Set task ->
Write out every one of the rows below again, requests included, and add -71 to each coordinate in the answer points. Leave the pictures out of your answer.
<<<<
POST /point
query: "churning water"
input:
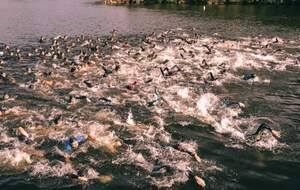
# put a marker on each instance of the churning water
(175, 92)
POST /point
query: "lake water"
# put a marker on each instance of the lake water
(263, 40)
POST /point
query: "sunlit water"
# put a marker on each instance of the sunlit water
(147, 126)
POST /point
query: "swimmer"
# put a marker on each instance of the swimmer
(263, 127)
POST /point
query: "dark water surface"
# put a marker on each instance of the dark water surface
(242, 164)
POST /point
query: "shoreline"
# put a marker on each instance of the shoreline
(201, 2)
>>>>
Result of this exercise ->
POST /point
query: "churning water"
input:
# put a marker on each instance of the churning water
(104, 21)
POST /point
query: "lake water"
# put a marker on each instance of the lake water
(192, -31)
POST /point
query: "sunlit water"
# put a marker on each instance of the sunlit water
(76, 55)
POST /point
query: "swimmer"
# put a marker on each instance of the swimmer
(192, 56)
POST /point
query: "dark water surface"
# put a marker on each instance of the dark water surface
(171, 93)
POST /point
query: "shoreline"
# put a marker on each instance of the shoreline
(130, -69)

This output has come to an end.